_TAREA ASIGNADA 1_: En el texto sobre el insulto de Esperanza Aguirre, ¿con quién conversaba la presidenta de Madrid cuando el micrófono recogió su comentario?
_TAREA ASIGNADA 2_: Retoma el texto sobre el insulto de Esperanza Aguirre justo donde termina y continúalo.

_FRAGMENTO DEL TEXTO_:
----

MADRID 2 Feb. (OTR/PRESS) -
Hay males necesarios. Uno de ellos es la hipocresía, pilar invisible sobre los que se asienta la convivencia. La reserva en público de la opinión que nos merecen las conductas ajenas es trámite obligado para vivir en sociedad. Si todos dijéramos en voz alta lo que de verdad pensamos de todos, los juzgados no darían abasto y las urgencias de los hospitales se colapsarían. Porque así son las cosas es por lo que en los últimos tres días no se habla de otro asunto que del sonoro "hijoputa" con el que Esperanza Aguirre adjetivó a un innominado compañero de partido. El habla coloquial tiene estas cosas. Seguro que Cervantes no hablaba como Don Quijote con Sancho cuando, a bordo de la "Marquesa", hizo frente al Turco en Lepanto.
Lo que debería haber permanecido en la privacidad de la conversación que la presidenta de Madrid se traía con su vicepresidente saltó al dominio del común porque Aguirre olvidó que la mejor forma de evitar que un micrófono recoja un mal pensamiento es... no tenerlo. Lo malo del caso es que llueve sobre mojado y aunque el aludido como "hijoputa" no fue expresamente desvelado, han sido mayoría los bienpensantes que han identificado al destinatario de tan castizo dicterio. Fuese o no el alcalde de Madrid el aludido, los medios lo han dado por tal, reeditando, de paso -por si alguien tenía alguna duda- el largo memorial de agravios recíprocos que jalona la carrera política de tan destacados dirigentes del PP.

----

_CONJUNTO DE DATOS_:
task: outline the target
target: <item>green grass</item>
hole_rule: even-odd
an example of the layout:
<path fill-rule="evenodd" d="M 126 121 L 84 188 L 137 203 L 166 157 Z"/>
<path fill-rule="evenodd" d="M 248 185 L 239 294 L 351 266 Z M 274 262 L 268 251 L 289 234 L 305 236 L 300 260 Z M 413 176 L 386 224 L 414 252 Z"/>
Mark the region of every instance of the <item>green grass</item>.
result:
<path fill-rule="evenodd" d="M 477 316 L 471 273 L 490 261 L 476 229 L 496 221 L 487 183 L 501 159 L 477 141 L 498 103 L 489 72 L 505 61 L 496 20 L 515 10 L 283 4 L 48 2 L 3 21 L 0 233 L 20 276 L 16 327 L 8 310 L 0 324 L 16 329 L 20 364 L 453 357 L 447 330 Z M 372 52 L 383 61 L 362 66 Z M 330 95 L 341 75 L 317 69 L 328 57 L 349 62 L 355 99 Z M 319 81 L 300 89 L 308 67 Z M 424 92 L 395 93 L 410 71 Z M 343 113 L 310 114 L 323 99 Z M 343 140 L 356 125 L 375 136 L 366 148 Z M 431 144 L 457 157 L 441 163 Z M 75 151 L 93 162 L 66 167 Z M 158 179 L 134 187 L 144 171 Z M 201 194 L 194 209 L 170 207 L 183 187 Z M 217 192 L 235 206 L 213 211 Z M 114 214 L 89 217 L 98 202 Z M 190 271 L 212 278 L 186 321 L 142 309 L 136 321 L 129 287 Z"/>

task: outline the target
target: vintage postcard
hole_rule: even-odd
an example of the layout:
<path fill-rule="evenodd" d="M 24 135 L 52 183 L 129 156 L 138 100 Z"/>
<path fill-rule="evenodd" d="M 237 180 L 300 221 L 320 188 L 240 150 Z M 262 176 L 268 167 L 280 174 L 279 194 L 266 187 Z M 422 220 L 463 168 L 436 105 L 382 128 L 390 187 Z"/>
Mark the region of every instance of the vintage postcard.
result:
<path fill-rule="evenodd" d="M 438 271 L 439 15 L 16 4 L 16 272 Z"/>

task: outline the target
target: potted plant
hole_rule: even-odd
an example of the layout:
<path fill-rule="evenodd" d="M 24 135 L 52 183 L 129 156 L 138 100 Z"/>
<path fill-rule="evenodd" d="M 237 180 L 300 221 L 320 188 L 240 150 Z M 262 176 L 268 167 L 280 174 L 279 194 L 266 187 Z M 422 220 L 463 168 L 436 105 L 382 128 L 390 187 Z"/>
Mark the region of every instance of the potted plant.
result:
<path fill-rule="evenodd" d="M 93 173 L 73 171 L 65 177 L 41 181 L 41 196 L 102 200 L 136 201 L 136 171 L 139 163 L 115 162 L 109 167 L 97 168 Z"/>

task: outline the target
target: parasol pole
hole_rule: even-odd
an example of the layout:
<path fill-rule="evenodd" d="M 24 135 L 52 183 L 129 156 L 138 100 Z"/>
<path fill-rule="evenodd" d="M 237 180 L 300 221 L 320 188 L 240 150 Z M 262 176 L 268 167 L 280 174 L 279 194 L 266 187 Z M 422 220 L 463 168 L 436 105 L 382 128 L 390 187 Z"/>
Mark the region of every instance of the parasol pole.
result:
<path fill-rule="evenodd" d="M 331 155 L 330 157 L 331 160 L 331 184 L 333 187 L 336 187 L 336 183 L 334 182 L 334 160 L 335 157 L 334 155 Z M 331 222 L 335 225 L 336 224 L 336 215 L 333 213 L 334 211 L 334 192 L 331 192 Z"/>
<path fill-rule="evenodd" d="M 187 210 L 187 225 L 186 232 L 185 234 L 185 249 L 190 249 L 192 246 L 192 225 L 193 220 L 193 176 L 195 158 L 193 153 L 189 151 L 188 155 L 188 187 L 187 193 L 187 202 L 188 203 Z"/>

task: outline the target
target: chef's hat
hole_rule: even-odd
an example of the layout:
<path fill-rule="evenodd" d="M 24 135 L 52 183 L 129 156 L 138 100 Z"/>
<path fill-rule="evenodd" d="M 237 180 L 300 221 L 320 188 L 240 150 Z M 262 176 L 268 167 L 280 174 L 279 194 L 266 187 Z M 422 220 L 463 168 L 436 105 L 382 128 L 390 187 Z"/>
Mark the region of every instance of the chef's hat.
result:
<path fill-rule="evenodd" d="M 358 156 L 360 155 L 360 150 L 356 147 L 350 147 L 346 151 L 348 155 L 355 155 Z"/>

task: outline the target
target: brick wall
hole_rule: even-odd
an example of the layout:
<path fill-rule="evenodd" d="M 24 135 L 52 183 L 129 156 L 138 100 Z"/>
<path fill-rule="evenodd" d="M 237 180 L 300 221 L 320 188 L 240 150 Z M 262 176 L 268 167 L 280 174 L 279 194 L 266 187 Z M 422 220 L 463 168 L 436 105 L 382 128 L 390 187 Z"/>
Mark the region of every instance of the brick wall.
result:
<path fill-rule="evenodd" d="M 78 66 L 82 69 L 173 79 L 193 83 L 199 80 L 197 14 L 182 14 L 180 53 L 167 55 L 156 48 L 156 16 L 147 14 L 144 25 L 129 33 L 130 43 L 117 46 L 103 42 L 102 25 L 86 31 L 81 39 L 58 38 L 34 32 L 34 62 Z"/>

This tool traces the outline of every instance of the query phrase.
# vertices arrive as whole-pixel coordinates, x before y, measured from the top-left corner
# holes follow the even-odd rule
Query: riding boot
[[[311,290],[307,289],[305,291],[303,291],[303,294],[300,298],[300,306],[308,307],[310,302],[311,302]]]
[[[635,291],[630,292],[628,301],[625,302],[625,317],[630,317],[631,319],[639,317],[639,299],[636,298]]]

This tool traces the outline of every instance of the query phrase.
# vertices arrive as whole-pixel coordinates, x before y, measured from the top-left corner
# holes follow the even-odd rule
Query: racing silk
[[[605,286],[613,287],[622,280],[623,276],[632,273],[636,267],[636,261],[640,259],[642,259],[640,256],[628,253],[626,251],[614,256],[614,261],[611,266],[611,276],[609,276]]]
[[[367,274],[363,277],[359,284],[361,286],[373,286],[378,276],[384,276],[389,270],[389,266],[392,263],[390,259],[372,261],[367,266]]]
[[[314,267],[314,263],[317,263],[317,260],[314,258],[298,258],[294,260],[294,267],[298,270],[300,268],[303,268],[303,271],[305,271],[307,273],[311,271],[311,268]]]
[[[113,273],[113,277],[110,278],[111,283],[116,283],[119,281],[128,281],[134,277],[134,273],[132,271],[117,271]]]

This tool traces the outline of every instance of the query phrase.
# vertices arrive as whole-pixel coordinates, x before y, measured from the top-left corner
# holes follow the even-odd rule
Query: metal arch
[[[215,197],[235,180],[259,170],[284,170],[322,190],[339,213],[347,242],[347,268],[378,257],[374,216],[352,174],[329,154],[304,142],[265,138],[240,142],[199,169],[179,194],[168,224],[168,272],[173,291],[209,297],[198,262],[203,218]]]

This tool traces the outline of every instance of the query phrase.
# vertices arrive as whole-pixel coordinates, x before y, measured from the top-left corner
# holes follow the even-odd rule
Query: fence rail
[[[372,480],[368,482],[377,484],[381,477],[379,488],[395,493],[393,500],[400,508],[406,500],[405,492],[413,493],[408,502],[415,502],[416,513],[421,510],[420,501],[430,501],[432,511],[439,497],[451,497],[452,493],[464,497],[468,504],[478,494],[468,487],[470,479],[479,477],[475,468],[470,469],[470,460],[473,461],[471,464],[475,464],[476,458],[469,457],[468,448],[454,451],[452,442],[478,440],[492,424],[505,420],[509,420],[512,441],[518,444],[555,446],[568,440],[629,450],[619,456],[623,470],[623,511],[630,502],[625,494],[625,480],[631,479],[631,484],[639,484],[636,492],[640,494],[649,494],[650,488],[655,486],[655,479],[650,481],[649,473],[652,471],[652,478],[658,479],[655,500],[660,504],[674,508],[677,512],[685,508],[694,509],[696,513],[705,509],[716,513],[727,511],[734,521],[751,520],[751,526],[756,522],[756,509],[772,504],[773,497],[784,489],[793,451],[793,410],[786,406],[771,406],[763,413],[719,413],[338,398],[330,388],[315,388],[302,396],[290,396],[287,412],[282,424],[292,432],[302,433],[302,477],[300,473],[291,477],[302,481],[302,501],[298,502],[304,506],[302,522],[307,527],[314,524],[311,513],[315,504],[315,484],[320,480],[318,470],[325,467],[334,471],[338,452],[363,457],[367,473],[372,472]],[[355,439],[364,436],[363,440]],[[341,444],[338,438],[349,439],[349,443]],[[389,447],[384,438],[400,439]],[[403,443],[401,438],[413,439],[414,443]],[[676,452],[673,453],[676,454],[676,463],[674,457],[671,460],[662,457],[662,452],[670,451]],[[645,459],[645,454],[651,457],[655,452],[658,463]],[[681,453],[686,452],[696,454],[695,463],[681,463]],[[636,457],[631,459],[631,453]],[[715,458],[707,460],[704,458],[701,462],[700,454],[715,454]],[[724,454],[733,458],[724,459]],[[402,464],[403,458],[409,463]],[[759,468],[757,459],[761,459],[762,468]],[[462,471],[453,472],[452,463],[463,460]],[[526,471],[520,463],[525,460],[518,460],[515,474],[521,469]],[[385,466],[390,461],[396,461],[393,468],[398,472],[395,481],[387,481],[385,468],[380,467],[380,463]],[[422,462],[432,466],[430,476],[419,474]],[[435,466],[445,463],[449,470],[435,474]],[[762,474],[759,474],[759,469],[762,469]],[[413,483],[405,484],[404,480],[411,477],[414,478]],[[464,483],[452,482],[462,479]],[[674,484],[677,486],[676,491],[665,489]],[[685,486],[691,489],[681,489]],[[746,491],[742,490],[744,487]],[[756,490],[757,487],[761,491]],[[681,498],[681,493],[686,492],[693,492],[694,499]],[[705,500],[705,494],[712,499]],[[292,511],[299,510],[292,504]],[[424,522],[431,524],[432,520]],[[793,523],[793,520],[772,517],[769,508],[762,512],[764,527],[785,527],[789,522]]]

----

_RESPUESTA DEL EJERCICIO 1_: Con su vicepresidente.

_RESPUESTA DEL EJERCICIO 2_:
Esperanza Aguirre ha presentado disculpas reconociendo que, a veces, tiende a expresarse de manera poco acorde con los usos sociales establecidos. Nada ha dicho el presunto destinatario del obús y se entiende que así sea porque sólo tenía a mano la salida de Calomarde -"Manos blancas no ofenden"- o rescatar la figura del duelo. Y, sabido que no hay duelo sin padrinos, el caso habría puesto en un serio aprieto a Mariano Rajoy porque se habría visto obligado a elegir bando.